= Extrait =
Autre problème et non des moindres, le manque criant de doses de vaccin. A fortiori après les annonces de Jean Castex de ce samedi, annonçant un nouveau retard dans les livraisons d’AstraZeneca. Malgré ces péripéties, le Premier ministre veut pour le moment tenir son objectif de dix millions de personnes vaccinées à la mi-avril. Bien insuffisant pour garantir une protection sans faire chuter l’incidence. Surtout que Jérôme Marty ajoute : « Les personnes en réanimation sont de plus en plus jeunes. Or, les populations vaccinées se font par facteur d’âge en France. Les personnes vaccinées actuellement ne sont pas celles qui risquent d’aller en réanimation, donc cela règle d’autant moins le problème de saturation des hôpitaux ». 80 % des lits de réanimation en France sont occupés par des patients Covid-19 avait indiqué le ministre de la Santé Olivier Véran jeudi.

Une circulation dangereuse

L’idée de changer de catégorie d’âges à vacciner se confronte à deux difficultés majeures : les populations actuellement vaccinées sont celles les plus susceptibles de mourir du coronavirus, donc on ne ferait que changer de problème, et plus la population rajeunit, « plus elle est nombreuse », note le docteur. Et une fois encore, les doses manquent.

= Consigne =
Prolongez l'extrait sur le manque de doses de vaccin contre la Covid-19 en reprenant juste après sa dernière phrase.

= Extrait de données =
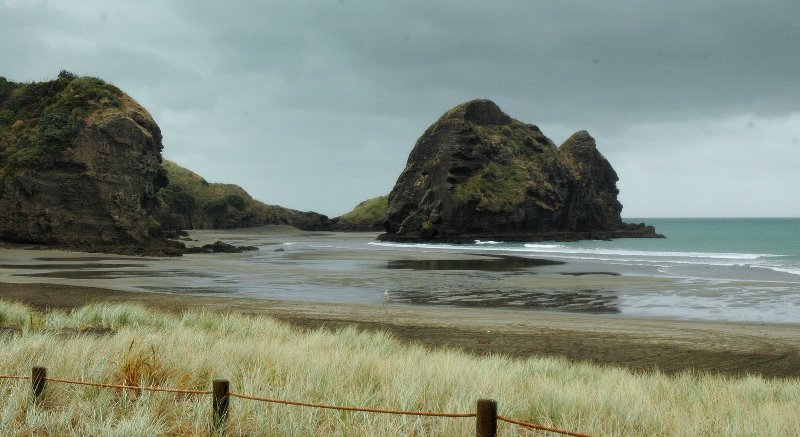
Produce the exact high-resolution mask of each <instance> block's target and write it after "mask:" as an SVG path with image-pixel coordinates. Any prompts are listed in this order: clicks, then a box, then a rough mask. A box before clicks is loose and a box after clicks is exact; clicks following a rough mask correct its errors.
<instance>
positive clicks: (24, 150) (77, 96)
mask: <svg viewBox="0 0 800 437" xmlns="http://www.w3.org/2000/svg"><path fill="white" fill-rule="evenodd" d="M121 96H122V91H120V90H119V88H117V87H115V86H113V85H110V84H107V83H105V82H103V81H102V80H100V79H97V78H94V77H79V76H76V75H74V74H72V73H69V72H67V71H62V72H61V73H59V75H58V78H56V79H55V80H52V81H49V82H31V83H15V82H11V81H8V80H7V79H5V78H3V77H0V177H2V175H4V174H6V173H9V172H15V171H20V170H25V169H28V168H34V169H35V168H42V167H46V166H47V165H49V164H50V163H51V162H52V160H53V159H55V158H56V157H57V156H58V155H60V154H61V153H62V152H63V151H64V150H65V149H67V148H68V147H69V146H70V145H71V144H72V141H73V140H74V139H75V136H76V135H77V133H78V131H79V130H80V128H81V127H82V126H83V125H84V123H85V118H86V116H87V115H88V114H89V113H91V112H93V111H95V110H98V109H102V108H107V107H112V106H119V105H120V104H121V103H120V97H121Z"/></svg>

= Réponse =
De toute manière, même si la France disposait de doses infinies - ce qui est très loin d’être le cas -, « aucune campagne de vaccination ne peut être plus rapide que le virus en exponentielle », prévient Franck Clarot, médecin du collectif « Du côté de la Science ». Une fois le virus hors de contrôle, on ne le rattrape pas. Voilà pourquoi le médecin plaide pour garder la circulation virale un minimum sous contrôle. Il ajoute : « Penser que la vaccination va régler tous les problèmes, c’est la mettre sur un faux piédestal. »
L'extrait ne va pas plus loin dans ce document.